-- BEGIN Input for this task --

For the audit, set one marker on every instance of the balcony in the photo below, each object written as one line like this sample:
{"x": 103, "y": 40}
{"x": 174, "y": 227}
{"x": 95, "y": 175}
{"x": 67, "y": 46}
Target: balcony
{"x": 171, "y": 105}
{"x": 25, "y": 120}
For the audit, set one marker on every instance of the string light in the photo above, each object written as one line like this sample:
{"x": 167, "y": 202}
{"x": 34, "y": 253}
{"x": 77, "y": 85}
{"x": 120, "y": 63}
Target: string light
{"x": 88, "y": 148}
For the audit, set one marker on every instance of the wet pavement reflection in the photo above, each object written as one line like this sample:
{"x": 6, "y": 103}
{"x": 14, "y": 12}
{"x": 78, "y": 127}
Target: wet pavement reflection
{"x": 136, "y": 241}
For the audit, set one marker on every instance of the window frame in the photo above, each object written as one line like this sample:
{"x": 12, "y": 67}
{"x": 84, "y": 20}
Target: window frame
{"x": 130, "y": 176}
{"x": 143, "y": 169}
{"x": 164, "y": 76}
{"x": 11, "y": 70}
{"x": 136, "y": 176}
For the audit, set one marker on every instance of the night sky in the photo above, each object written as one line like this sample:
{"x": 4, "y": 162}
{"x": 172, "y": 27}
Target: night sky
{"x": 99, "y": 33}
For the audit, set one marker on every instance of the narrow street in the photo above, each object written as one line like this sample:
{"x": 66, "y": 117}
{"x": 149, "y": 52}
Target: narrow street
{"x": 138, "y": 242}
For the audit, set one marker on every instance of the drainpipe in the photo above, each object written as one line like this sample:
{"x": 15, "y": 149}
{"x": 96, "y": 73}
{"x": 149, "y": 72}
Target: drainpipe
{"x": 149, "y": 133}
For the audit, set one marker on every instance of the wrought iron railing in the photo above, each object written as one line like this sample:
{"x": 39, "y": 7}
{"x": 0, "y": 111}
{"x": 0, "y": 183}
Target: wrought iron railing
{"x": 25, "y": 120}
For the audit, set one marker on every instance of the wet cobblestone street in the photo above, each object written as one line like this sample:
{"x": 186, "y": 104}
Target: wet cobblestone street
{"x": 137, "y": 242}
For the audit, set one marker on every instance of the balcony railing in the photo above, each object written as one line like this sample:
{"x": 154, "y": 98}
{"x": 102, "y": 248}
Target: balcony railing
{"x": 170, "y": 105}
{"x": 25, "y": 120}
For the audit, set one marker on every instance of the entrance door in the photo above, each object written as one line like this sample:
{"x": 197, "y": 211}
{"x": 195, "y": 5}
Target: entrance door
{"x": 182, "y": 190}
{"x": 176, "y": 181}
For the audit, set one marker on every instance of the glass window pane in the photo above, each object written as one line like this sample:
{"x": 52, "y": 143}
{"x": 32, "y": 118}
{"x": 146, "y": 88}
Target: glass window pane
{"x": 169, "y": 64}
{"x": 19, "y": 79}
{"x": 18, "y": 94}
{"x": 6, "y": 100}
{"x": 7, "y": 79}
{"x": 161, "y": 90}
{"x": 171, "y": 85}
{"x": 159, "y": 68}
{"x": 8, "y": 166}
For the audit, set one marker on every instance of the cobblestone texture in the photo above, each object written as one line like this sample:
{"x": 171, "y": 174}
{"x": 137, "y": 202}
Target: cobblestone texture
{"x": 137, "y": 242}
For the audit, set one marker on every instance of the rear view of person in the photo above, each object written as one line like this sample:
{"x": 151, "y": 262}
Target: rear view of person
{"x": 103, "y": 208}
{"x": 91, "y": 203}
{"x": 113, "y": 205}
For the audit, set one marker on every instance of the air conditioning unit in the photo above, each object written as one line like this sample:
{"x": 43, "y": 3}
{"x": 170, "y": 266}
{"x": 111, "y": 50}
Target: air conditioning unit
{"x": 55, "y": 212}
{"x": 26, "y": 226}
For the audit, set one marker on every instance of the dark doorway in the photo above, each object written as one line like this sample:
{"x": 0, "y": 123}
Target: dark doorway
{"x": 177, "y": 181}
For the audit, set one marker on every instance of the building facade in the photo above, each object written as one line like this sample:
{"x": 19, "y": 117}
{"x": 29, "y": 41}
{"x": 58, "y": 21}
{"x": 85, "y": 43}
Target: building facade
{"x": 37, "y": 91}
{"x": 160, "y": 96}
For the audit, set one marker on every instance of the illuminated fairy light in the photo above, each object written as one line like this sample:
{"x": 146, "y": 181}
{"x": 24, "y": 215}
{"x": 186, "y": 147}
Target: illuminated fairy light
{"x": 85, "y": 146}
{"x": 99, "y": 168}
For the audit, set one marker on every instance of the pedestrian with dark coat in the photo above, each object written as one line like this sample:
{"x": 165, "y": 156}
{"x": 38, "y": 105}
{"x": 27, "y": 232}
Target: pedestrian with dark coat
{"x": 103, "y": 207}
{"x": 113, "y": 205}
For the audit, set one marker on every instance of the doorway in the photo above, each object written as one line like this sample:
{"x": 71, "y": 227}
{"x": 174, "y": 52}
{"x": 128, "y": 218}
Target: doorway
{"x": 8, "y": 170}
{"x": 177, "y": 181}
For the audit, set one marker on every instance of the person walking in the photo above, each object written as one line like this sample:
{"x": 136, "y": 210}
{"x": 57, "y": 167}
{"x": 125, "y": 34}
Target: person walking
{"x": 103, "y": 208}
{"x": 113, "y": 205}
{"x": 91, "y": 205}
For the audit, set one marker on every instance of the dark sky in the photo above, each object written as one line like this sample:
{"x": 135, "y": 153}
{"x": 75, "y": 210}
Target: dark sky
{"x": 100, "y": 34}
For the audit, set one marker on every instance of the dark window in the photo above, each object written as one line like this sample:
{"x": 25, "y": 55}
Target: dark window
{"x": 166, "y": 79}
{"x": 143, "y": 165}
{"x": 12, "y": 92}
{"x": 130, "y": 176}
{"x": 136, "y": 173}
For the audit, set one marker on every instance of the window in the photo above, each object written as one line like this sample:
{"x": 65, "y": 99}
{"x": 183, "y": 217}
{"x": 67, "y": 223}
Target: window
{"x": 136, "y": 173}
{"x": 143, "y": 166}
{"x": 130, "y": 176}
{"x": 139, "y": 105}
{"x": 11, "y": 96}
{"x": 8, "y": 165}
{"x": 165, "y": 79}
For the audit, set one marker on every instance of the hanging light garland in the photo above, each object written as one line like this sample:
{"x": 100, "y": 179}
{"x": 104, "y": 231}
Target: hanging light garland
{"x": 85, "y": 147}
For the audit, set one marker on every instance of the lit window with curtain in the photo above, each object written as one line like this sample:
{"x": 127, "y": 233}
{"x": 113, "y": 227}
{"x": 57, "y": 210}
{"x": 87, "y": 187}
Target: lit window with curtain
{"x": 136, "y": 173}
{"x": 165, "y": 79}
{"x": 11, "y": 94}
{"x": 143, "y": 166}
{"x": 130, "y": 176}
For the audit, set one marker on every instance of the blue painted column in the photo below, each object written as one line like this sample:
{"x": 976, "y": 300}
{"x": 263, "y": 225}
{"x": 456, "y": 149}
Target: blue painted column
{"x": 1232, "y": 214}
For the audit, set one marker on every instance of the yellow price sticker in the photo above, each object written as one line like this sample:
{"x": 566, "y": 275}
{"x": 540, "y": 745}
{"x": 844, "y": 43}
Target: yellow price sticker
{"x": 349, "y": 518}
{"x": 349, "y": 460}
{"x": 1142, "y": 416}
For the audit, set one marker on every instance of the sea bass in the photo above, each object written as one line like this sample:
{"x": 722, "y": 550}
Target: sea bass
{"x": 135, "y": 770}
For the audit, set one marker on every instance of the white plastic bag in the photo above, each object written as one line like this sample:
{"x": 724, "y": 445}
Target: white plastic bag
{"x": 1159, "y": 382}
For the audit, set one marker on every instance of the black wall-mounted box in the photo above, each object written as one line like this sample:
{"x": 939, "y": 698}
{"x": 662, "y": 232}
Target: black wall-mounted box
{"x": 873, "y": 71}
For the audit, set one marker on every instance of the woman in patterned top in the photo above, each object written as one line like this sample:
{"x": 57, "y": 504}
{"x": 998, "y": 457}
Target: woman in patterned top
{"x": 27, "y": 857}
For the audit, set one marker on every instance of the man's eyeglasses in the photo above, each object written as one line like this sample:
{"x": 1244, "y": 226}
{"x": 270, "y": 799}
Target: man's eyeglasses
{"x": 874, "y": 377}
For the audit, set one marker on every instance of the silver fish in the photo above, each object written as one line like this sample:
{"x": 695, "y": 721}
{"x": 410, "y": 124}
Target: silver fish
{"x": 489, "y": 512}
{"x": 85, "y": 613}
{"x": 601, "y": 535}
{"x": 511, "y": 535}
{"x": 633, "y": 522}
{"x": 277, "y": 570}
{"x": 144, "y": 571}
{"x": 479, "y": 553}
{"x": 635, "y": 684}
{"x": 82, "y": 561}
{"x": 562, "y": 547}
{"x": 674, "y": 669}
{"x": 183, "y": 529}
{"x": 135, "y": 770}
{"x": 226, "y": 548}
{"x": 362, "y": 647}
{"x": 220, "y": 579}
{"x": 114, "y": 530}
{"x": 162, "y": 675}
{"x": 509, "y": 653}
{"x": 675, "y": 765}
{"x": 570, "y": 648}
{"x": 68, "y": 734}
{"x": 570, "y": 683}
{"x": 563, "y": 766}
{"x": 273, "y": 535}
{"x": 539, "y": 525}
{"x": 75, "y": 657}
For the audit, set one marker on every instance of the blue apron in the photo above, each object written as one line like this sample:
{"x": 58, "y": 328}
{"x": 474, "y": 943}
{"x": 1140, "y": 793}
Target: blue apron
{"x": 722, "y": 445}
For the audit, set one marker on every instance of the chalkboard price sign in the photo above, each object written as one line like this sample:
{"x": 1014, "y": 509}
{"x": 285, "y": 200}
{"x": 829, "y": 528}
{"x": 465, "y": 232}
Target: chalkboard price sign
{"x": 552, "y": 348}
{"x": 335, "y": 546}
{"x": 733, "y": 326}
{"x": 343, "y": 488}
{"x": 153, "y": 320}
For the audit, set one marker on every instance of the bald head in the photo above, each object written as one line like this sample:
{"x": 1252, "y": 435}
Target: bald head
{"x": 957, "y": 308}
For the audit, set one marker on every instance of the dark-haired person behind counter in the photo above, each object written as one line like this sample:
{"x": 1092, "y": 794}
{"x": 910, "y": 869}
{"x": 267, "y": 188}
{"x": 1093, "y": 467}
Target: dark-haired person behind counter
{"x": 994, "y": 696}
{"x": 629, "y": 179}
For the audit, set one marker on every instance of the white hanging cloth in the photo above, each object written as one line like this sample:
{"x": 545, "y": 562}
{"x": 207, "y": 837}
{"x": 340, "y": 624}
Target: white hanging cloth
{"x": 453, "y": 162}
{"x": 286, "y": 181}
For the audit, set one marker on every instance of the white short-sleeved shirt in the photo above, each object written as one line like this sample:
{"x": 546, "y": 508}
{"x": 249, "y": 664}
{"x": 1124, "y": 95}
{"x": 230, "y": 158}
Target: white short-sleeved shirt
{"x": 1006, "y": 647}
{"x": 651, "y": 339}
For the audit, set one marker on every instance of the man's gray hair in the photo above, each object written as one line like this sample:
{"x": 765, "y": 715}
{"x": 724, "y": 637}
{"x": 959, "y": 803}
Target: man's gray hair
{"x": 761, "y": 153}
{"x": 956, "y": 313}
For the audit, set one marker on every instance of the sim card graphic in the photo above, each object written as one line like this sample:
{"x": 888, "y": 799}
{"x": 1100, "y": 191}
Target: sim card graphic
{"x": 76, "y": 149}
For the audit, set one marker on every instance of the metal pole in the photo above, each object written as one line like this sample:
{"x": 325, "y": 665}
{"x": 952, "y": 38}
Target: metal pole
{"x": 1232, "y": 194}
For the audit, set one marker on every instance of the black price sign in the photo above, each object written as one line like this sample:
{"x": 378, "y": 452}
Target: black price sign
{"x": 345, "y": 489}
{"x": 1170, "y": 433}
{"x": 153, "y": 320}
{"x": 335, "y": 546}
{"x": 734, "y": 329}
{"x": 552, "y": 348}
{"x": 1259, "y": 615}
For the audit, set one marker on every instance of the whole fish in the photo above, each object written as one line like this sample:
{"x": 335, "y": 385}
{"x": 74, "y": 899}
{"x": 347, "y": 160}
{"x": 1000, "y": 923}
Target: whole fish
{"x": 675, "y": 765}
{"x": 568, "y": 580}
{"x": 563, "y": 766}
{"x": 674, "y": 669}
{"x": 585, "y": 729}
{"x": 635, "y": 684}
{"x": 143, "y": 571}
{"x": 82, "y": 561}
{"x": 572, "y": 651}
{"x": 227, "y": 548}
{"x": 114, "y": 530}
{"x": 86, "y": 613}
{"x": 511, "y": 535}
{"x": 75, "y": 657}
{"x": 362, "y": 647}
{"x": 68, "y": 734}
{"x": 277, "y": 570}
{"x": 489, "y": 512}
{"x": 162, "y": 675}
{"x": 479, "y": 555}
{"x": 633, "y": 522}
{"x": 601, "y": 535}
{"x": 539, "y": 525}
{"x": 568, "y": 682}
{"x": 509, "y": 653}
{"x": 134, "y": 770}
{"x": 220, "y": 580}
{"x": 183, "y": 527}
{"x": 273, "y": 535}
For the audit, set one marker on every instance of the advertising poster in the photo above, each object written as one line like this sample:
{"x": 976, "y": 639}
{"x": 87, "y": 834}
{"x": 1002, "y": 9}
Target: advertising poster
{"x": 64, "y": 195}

-- END Input for this task --

» Work to be completed: Reproduce only the lines running from the one that contains "of the metal" to the last line of the records.

» Completed exercise:
For the audit, set one marker on every instance of the metal pole in the photo above, each object written as one line like this sample:
{"x": 325, "y": 665}
{"x": 952, "y": 38}
Target: metal pole
{"x": 1232, "y": 194}
For the audit, set one marker on every instance of the black price sign in the photo above, each object written as one line like this sample:
{"x": 378, "y": 452}
Target: black price sign
{"x": 345, "y": 489}
{"x": 1170, "y": 433}
{"x": 153, "y": 320}
{"x": 335, "y": 546}
{"x": 734, "y": 329}
{"x": 552, "y": 348}
{"x": 1259, "y": 615}
For the audit, set one marker on every instance of the whole fish in the photo above, each object written as one line like this sample:
{"x": 335, "y": 385}
{"x": 74, "y": 899}
{"x": 347, "y": 160}
{"x": 1000, "y": 923}
Target: whole fish
{"x": 675, "y": 765}
{"x": 568, "y": 580}
{"x": 563, "y": 766}
{"x": 674, "y": 669}
{"x": 585, "y": 729}
{"x": 635, "y": 684}
{"x": 143, "y": 571}
{"x": 82, "y": 561}
{"x": 572, "y": 651}
{"x": 227, "y": 548}
{"x": 114, "y": 530}
{"x": 86, "y": 613}
{"x": 511, "y": 535}
{"x": 75, "y": 657}
{"x": 362, "y": 647}
{"x": 68, "y": 734}
{"x": 277, "y": 570}
{"x": 489, "y": 512}
{"x": 162, "y": 675}
{"x": 479, "y": 555}
{"x": 633, "y": 522}
{"x": 601, "y": 535}
{"x": 539, "y": 525}
{"x": 568, "y": 682}
{"x": 509, "y": 653}
{"x": 134, "y": 770}
{"x": 220, "y": 580}
{"x": 183, "y": 527}
{"x": 273, "y": 535}
For the audit, set one marker on every instance of the advertising poster in the photo above, each object written as one line like this sample:
{"x": 976, "y": 639}
{"x": 87, "y": 834}
{"x": 1002, "y": 9}
Target: advertising poster
{"x": 64, "y": 195}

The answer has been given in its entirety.